Referring expression data
* * * * * * *
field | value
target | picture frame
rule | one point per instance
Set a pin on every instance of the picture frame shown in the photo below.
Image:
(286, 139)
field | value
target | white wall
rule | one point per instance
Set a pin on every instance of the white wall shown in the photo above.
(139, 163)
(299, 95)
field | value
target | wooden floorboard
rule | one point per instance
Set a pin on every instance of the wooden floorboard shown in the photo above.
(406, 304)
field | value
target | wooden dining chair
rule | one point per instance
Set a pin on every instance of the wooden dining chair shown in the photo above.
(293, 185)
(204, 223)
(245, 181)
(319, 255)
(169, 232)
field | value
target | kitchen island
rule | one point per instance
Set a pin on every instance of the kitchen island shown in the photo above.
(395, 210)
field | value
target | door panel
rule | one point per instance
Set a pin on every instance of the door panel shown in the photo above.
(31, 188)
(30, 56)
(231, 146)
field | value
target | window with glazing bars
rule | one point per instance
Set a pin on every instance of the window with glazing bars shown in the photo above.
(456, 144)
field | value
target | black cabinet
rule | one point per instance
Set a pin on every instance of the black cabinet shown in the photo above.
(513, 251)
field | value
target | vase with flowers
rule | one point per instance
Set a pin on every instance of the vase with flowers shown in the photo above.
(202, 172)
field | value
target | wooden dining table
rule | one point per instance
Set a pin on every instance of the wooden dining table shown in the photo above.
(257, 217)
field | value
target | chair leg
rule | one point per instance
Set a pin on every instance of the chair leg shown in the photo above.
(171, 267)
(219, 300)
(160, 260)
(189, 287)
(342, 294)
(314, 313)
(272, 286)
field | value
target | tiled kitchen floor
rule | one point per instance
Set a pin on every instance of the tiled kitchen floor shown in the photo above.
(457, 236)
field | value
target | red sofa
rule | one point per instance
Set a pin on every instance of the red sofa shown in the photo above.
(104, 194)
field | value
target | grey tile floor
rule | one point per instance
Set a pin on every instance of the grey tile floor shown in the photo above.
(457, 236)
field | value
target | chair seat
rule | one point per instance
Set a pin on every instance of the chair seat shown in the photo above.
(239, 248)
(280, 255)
* * * * * * *
List each line of the records that holds the string "frame".

target | picture frame
Set a pin on every instance of the picture frame shown in the photo below.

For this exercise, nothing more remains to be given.